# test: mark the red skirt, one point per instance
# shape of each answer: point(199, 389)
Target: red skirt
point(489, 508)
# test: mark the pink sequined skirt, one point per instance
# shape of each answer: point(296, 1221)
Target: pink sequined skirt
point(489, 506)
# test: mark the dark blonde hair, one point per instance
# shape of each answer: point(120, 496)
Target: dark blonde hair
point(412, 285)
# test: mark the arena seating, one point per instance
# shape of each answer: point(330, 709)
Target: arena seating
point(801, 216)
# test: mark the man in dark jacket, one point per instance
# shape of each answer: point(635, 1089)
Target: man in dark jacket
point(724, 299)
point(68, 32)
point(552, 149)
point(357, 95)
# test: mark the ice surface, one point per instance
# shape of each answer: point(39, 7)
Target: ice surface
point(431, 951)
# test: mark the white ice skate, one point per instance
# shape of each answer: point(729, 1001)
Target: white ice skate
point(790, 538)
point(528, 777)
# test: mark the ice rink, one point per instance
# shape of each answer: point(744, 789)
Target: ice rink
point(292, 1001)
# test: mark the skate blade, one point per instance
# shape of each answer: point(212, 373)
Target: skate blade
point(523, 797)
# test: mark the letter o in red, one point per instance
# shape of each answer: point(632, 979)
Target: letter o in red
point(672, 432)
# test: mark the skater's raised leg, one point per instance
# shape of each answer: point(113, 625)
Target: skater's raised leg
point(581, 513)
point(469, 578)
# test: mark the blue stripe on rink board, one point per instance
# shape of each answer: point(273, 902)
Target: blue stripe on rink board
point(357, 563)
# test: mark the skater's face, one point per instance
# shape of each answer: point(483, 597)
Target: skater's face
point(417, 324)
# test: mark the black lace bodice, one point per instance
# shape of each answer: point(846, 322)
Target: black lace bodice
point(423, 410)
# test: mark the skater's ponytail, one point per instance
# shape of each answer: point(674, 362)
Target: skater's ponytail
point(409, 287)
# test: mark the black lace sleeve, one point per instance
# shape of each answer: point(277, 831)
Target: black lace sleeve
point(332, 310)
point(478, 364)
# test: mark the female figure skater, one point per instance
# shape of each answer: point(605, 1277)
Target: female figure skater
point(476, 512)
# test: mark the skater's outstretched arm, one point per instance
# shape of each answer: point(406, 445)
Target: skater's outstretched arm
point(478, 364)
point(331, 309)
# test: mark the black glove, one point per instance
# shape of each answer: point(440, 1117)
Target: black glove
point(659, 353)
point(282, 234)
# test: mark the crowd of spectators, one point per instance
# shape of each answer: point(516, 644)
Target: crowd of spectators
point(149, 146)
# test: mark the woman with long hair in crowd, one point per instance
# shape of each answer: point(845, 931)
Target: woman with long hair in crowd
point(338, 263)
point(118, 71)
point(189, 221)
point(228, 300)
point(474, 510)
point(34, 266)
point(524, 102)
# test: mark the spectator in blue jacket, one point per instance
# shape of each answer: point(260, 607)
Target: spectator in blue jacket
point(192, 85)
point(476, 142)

═══

* _Task to complete_:
Locate the line that contains "# test: mark the crowd". Repeat it and every line after it, up to and including the final line, exactly.

* _Expected output_:
# test: mark the crowd of spectators, one point per instance
# shape of each answer: point(516, 644)
Target: crowd of spectators
point(149, 146)
# test: mark the woman with long hair in crowd, one point per instance
# shape of each answer: point(845, 931)
Target: woman with long hair in crowd
point(338, 263)
point(118, 71)
point(189, 221)
point(228, 300)
point(474, 510)
point(34, 266)
point(524, 102)
# test: mark the spectator in blue jacket, one point per instance
# shape of each answer: point(260, 607)
Target: spectator in blue jacket
point(192, 85)
point(476, 142)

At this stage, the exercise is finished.